The request — Without including the pictures, copy out every line below.

-- begin --

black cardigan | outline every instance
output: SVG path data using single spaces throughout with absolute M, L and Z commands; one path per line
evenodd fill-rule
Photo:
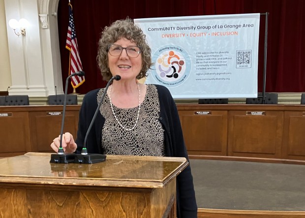
M 188 158 L 184 145 L 176 104 L 168 89 L 159 85 L 156 86 L 159 95 L 160 113 L 159 120 L 164 129 L 164 143 L 168 157 L 182 157 Z M 77 138 L 77 152 L 80 153 L 87 130 L 98 106 L 97 94 L 99 89 L 86 94 L 80 111 Z M 100 143 L 102 130 L 105 118 L 97 113 L 95 120 L 87 137 L 88 153 L 103 154 Z M 177 218 L 197 217 L 197 207 L 195 197 L 193 177 L 189 165 L 177 178 Z

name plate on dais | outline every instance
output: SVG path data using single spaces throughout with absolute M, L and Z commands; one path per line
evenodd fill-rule
M 212 115 L 212 111 L 194 111 L 194 115 Z
M 13 113 L 0 113 L 0 116 L 12 116 Z
M 266 111 L 246 111 L 246 115 L 266 115 Z
M 59 116 L 60 115 L 62 115 L 62 112 L 61 112 L 61 111 L 47 112 L 47 115 L 49 115 L 49 116 Z

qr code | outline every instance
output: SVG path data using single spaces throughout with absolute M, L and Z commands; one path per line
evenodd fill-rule
M 251 50 L 236 51 L 236 68 L 248 68 L 251 67 Z

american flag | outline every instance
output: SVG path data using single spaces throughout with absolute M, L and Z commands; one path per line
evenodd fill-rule
M 69 3 L 69 26 L 68 34 L 66 41 L 65 48 L 70 51 L 70 63 L 69 67 L 69 75 L 83 70 L 82 61 L 79 56 L 75 26 L 73 14 L 72 11 L 72 5 Z M 71 78 L 71 83 L 74 88 L 77 88 L 85 82 L 85 77 L 74 76 Z

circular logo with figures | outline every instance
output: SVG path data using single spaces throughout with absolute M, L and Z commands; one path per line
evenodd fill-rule
M 180 46 L 167 45 L 159 48 L 152 55 L 152 60 L 155 63 L 152 77 L 161 84 L 171 87 L 179 85 L 190 74 L 189 55 Z

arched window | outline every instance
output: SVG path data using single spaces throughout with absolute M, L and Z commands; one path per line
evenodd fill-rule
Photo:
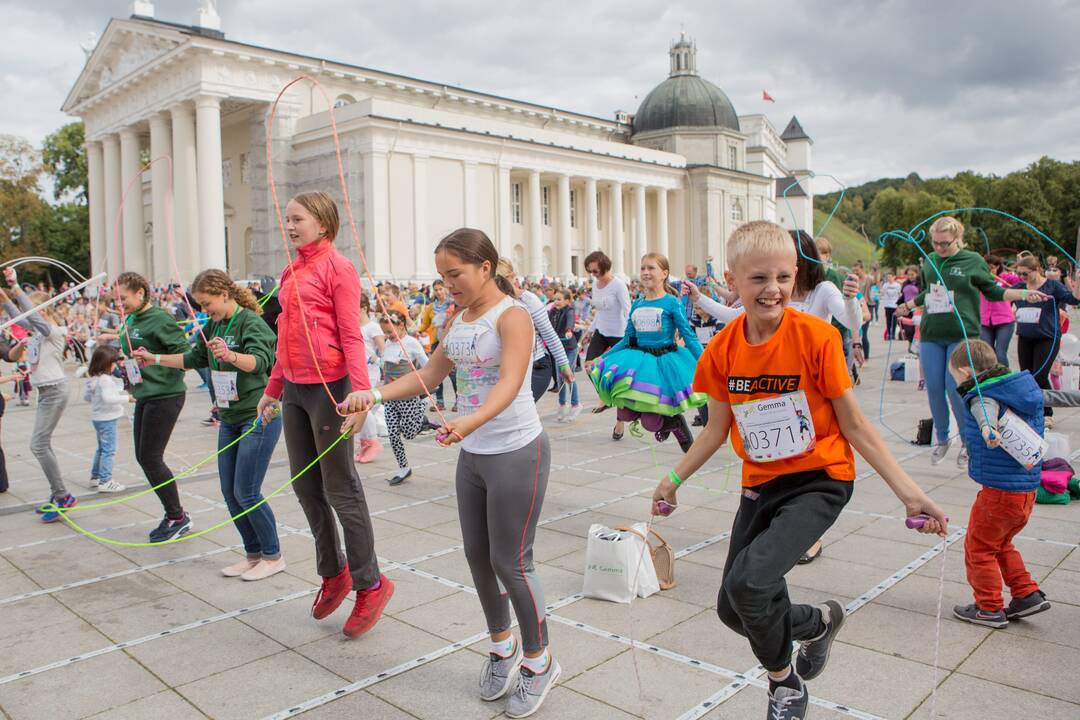
M 334 100 L 334 109 L 343 108 L 347 105 L 352 105 L 356 101 L 356 98 L 352 95 L 338 95 L 337 99 Z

-- end --

Final result —
black cardigan | outline every instance
output: SVG path data using single spaces throughout with absolute M, L and Z commands; one path per line
evenodd fill-rule
Photo:
M 188 158 L 184 145 L 176 104 L 168 89 L 159 85 L 156 86 L 159 95 L 160 113 L 159 120 L 164 129 L 164 143 L 168 157 L 182 157 Z M 77 138 L 77 152 L 80 153 L 87 130 L 98 106 L 97 94 L 99 89 L 86 94 L 80 111 Z M 100 143 L 102 130 L 105 118 L 97 113 L 95 120 L 87 137 L 88 153 L 103 154 Z M 177 218 L 197 217 L 197 207 L 195 197 L 193 177 L 189 165 L 177 178 Z

name plate on dais | outline every instance
output: SVG path data using single spaces throughout with absolute M, L and Z commands; one path per line
evenodd fill-rule
M 212 115 L 212 111 L 194 111 L 194 115 Z
M 13 113 L 0 113 L 0 116 L 12 116 Z
M 266 111 L 246 111 L 246 115 L 266 115 Z
M 59 116 L 60 115 L 62 115 L 62 112 L 61 112 L 61 111 L 47 112 L 47 115 L 49 115 L 49 116 Z

qr code | outline every instance
output: SVG path data using single spaces throughout with absolute M, L and Z commands; one path per line
evenodd fill-rule
M 251 50 L 236 51 L 236 68 L 248 68 L 251 67 Z

american flag | outline every instance
output: SVG path data using single spaces throughout with absolute M, L and Z commands; one path per line
evenodd fill-rule
M 69 3 L 69 26 L 68 34 L 66 41 L 65 48 L 70 51 L 70 63 L 69 67 L 69 75 L 83 70 L 82 61 L 79 56 L 75 26 L 73 14 L 72 11 L 72 5 Z M 71 78 L 71 83 L 74 88 L 77 88 L 85 82 L 85 77 L 74 76 Z

circular logo with figures | outline every instance
output: SVG path data using single spaces throughout with absolute M, L and Z commands; one path per line
evenodd fill-rule
M 180 46 L 167 45 L 159 48 L 152 55 L 152 60 L 155 63 L 152 77 L 161 84 L 171 87 L 179 85 L 190 74 L 189 55 Z

arched window | outline every instance
output: SVG path data using single spaces throughout with absolute M, L and Z commands; one path per line
evenodd fill-rule
Photo:
M 334 100 L 334 109 L 343 108 L 347 105 L 352 105 L 356 101 L 356 98 L 352 95 L 338 95 L 337 99 Z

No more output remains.